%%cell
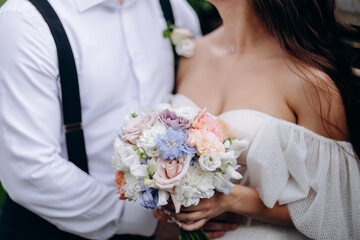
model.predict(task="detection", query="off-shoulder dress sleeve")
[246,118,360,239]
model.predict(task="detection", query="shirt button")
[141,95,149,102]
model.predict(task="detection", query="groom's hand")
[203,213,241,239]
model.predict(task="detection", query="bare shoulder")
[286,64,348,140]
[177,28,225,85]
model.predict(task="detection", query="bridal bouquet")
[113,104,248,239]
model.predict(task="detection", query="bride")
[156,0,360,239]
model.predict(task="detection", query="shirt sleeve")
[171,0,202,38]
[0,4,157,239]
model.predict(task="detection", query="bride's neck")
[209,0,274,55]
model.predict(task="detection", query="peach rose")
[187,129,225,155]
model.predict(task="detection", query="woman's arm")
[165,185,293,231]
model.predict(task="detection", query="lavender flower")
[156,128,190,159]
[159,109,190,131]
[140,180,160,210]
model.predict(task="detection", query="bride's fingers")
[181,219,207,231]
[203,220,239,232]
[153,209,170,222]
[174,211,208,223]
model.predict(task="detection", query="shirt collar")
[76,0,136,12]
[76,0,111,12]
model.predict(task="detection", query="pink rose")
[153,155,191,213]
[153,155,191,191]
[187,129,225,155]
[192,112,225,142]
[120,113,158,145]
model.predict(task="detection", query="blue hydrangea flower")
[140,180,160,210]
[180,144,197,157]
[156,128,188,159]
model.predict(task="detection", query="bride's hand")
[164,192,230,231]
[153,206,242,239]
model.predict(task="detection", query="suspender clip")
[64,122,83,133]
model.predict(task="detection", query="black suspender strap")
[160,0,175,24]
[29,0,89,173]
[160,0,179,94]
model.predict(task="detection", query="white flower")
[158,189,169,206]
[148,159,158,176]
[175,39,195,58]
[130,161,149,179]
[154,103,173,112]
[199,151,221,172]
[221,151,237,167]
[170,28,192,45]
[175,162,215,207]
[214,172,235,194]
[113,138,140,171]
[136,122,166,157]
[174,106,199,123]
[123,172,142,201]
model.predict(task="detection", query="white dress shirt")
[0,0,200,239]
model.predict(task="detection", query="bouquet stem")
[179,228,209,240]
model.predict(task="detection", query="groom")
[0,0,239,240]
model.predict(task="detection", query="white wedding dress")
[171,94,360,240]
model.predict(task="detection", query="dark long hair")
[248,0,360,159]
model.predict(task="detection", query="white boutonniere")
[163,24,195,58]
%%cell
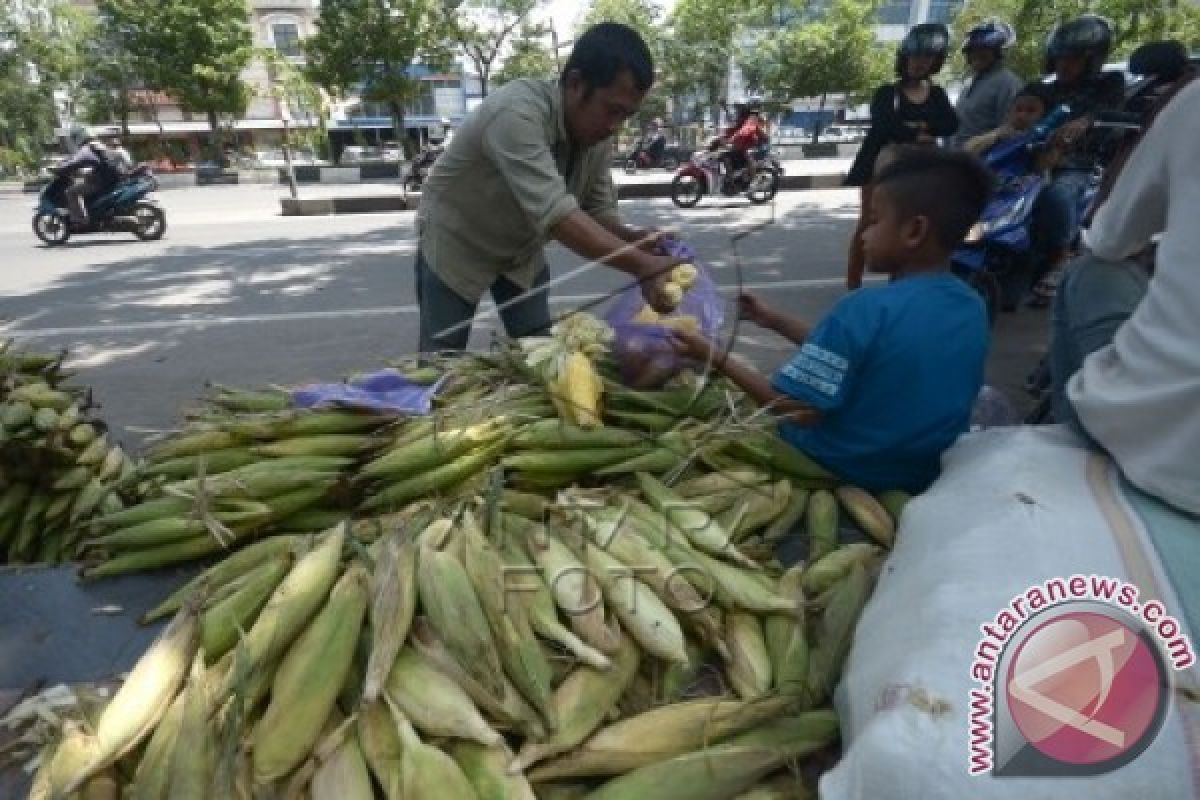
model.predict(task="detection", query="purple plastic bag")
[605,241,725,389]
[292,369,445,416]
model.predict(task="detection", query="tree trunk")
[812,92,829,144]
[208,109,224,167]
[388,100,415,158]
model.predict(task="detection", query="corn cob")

________________________________________

→ **Stated exercise**
Turn the records above into a numbered list, skipping blank lines and leaving out the pictures.

→ **Answer to the problem**
1. %%cell
2. model.predict(task="detection", query="off-shoulder dress sleeve")
3. [246,118,360,239]
4. model.predict(task="detection", query="shirt button")
5. [141,95,149,102]
6. model.predict(task="detection", query="groom's hand")
7. [203,213,241,239]
8. model.predict(task="detection", query="bare shoulder")
9. [286,64,348,140]
10. [177,28,225,85]
11. model.predict(task="detection", query="bridal bouquet")
12. [113,104,248,239]
13. model.predict(task="detection", query="bride")
14. [156,0,360,239]
15. model.predict(task="detection", query="shirt sleeve")
16. [171,0,202,38]
17. [0,4,157,239]
18. model.predict(task="detection", query="bride's neck")
19. [209,0,274,55]
20. model.predict(task="detection", query="peach rose")
21. [187,129,225,155]
22. model.predict(task="detection", query="woman's arm")
23. [165,185,293,231]
24. model.predict(task="detection", query="lavender flower")
25. [156,128,190,159]
26. [159,109,190,131]
27. [140,180,160,210]
28. model.predict(task="detection", query="bride's fingers")
29. [181,219,207,231]
30. [203,220,239,232]
31. [153,209,170,222]
32. [174,211,208,223]
33. model.predict(task="detection", query="shirt collar")
34. [76,0,136,12]
35. [76,0,111,12]
36. model.predict(task="detection", query="pink rose")
37. [153,155,191,213]
38. [153,155,191,191]
39. [187,129,225,155]
40. [192,112,225,142]
41. [120,113,158,145]
42. model.predict(task="detection", query="blue hydrangea flower")
43. [140,180,160,210]
44. [180,144,197,157]
45. [156,128,188,159]
46. model.predict(task="detection", query="bride's hand")
47. [164,192,230,231]
48. [153,206,242,239]
49. model.predict(task="detection", query="suspender clip")
50. [64,122,83,133]
51. model.predict(task="detection", query="black suspender strap")
52. [160,0,175,24]
53. [29,0,89,173]
54. [160,0,179,94]
55. model.predict(task="detection", query="white flower")
56. [158,189,169,206]
57. [148,159,158,176]
58. [175,39,195,58]
59. [130,161,149,179]
60. [154,103,173,112]
61. [199,151,221,172]
62. [221,151,237,167]
63. [170,28,192,45]
64. [175,162,215,207]
65. [214,172,235,194]
66. [113,138,140,171]
67. [136,122,166,157]
68. [174,106,199,123]
69. [123,172,142,201]
70. model.predict(task="detection", query="white dress shirt")
71. [0,0,200,239]
72. model.predict(task="detection", query="bouquet stem")
73. [179,228,209,240]
74. model.predict(task="detection", query="groom")
75. [0,0,239,240]
76. model.predict(task="detection", query="white wedding dress")
77. [171,94,360,240]
78. model.predict(task="detection", query="dark long hair")
79. [248,0,360,159]
80. model.predict(task="detection", query="white boutonniere")
81. [163,24,195,58]
82. %%cell
83. model.predict(task="detection", query="purple plastic bag")
84. [605,241,725,389]
85. [292,369,445,416]
86. model.predict(task="detection", query="tree trunk")
87. [812,92,829,144]
88. [208,109,224,167]
89. [388,100,415,158]
90. model.predict(task="detection", query="corn cob")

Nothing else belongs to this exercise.